• _EXERCISE_
All lines from the one containing "<point>531,113</point>" down to the one containing "Identify the black pants, giving", both ends included, are to be given again exactly; omit the rest of the listing below.

------------------------------------------------

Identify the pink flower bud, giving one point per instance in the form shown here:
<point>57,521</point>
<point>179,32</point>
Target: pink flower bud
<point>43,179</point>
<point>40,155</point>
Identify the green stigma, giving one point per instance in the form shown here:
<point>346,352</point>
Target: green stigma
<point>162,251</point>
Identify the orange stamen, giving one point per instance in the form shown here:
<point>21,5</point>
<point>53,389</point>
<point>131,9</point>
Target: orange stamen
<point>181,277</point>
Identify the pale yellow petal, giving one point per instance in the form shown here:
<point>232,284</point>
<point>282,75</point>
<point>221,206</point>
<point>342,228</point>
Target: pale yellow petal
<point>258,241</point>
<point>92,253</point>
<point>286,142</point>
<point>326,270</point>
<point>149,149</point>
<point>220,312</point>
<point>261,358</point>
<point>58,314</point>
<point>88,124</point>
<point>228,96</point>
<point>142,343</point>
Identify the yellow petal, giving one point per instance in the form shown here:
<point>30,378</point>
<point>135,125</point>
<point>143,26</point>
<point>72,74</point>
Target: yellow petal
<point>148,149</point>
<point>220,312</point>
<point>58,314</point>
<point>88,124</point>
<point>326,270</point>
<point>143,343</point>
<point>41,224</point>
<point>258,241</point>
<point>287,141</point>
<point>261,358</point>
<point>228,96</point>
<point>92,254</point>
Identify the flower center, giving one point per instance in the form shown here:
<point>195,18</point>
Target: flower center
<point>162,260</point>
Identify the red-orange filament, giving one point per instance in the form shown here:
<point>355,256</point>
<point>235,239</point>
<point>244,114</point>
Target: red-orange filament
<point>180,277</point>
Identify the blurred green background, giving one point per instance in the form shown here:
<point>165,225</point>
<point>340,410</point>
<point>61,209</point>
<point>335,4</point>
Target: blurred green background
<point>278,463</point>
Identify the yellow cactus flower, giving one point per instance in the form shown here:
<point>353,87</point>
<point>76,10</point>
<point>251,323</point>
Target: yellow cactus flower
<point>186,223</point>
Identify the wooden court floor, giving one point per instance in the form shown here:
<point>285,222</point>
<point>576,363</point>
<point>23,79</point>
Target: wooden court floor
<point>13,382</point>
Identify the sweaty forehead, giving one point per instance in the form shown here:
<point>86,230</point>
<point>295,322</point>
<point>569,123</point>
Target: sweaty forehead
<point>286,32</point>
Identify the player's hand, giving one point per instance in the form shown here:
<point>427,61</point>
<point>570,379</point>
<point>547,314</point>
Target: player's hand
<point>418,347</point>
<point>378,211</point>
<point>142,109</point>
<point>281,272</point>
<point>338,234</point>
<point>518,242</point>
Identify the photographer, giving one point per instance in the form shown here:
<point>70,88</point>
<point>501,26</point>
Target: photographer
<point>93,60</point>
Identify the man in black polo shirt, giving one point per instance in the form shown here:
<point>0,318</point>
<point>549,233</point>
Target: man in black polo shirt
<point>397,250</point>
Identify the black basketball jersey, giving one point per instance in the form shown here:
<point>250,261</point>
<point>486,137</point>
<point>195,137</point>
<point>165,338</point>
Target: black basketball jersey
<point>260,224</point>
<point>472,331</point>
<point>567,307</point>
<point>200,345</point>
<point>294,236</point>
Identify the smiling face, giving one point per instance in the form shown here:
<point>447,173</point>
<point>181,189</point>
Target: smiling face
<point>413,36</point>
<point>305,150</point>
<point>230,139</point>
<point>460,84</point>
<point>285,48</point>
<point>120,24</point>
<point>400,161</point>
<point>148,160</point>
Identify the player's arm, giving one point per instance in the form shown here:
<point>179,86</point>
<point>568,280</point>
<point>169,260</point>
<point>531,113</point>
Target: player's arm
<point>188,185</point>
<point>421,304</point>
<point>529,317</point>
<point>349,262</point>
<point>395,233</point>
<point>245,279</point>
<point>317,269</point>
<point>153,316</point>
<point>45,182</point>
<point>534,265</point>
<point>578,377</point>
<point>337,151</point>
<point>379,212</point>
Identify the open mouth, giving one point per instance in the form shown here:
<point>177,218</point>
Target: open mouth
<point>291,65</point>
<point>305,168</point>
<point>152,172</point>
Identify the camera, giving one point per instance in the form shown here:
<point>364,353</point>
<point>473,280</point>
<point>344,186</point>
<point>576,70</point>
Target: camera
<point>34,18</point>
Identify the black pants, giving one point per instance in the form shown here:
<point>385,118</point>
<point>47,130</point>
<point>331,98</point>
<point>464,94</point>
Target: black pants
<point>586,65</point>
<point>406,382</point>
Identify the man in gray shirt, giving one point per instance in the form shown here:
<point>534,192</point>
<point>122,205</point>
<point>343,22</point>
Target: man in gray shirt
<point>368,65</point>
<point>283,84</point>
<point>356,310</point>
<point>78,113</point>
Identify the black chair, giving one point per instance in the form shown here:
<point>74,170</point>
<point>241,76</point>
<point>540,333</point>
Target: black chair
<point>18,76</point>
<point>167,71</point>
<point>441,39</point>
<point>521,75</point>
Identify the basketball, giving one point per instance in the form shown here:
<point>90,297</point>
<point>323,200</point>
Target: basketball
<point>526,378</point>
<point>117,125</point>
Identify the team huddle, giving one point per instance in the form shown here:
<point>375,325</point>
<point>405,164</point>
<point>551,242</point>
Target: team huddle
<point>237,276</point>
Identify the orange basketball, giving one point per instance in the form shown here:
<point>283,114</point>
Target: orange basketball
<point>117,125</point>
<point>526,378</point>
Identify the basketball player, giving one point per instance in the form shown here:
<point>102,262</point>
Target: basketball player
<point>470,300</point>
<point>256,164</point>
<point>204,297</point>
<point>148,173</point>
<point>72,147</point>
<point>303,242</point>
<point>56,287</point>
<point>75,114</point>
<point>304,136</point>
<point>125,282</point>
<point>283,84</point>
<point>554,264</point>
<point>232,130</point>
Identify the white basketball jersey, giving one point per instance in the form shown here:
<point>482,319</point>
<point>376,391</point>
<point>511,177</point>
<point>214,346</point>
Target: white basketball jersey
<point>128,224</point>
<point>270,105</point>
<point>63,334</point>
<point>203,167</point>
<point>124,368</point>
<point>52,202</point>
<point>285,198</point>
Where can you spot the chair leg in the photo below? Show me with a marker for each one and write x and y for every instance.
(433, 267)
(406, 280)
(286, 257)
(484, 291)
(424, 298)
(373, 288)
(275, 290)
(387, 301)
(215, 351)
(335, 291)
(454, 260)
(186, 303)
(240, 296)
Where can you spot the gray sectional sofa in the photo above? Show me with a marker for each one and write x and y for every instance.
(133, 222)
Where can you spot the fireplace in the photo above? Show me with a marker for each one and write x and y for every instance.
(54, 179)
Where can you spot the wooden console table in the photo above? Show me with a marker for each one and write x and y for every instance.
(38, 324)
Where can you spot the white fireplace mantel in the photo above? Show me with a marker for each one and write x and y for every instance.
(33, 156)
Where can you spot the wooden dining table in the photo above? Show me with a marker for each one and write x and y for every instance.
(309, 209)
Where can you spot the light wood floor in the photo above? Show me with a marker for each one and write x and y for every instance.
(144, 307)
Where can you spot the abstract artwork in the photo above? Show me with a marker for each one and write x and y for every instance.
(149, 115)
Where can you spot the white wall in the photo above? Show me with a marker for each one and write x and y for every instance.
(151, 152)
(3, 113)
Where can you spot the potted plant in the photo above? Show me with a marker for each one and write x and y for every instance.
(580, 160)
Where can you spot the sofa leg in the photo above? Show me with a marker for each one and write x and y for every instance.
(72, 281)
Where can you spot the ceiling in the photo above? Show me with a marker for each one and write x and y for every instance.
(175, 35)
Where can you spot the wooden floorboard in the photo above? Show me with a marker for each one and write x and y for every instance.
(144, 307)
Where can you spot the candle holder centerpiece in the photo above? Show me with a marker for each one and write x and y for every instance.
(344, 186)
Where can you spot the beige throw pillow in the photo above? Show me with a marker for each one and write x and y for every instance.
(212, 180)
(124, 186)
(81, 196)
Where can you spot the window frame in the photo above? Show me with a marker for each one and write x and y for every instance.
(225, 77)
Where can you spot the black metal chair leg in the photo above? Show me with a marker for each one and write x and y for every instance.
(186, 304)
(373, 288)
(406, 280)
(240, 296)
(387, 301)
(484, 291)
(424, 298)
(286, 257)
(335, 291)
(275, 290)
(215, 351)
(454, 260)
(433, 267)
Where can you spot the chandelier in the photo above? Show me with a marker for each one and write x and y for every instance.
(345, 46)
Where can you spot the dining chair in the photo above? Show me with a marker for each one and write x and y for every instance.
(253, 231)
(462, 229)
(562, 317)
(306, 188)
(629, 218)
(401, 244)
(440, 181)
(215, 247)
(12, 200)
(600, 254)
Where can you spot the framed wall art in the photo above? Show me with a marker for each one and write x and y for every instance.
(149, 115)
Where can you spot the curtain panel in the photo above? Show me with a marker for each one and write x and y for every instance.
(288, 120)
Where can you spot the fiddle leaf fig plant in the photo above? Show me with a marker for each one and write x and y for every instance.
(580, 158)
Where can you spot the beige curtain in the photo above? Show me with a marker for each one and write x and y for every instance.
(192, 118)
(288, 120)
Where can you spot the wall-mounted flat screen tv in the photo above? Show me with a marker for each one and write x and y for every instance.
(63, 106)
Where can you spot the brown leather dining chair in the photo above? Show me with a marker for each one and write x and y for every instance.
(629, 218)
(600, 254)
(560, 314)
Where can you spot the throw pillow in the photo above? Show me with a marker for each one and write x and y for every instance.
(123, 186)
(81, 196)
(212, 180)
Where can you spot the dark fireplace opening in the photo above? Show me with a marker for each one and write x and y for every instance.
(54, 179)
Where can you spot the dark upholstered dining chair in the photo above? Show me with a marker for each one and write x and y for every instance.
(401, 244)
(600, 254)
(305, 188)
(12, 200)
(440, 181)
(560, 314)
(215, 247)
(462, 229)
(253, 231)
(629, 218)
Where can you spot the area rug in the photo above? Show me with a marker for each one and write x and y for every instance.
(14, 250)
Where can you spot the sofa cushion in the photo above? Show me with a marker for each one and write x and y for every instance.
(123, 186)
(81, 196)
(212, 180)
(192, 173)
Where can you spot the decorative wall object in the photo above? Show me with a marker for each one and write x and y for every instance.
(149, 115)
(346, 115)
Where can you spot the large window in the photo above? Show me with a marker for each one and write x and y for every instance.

------------------------------------------------

• _EXERCISE OUTPUT_
<point>531,113</point>
Target: player's arm
<point>188,185</point>
<point>421,304</point>
<point>529,317</point>
<point>349,262</point>
<point>395,233</point>
<point>245,279</point>
<point>317,269</point>
<point>153,316</point>
<point>45,182</point>
<point>534,265</point>
<point>578,377</point>
<point>337,151</point>
<point>379,212</point>
Identify the open mouth, giving one point per instance in the form shown here:
<point>177,218</point>
Target: open mouth
<point>291,65</point>
<point>305,168</point>
<point>152,172</point>
Identify the camera, giving one point per instance in the form shown here:
<point>364,353</point>
<point>473,280</point>
<point>344,186</point>
<point>576,70</point>
Target: camera
<point>34,18</point>
Identify the black pants, giving one point per instance in the form shown here:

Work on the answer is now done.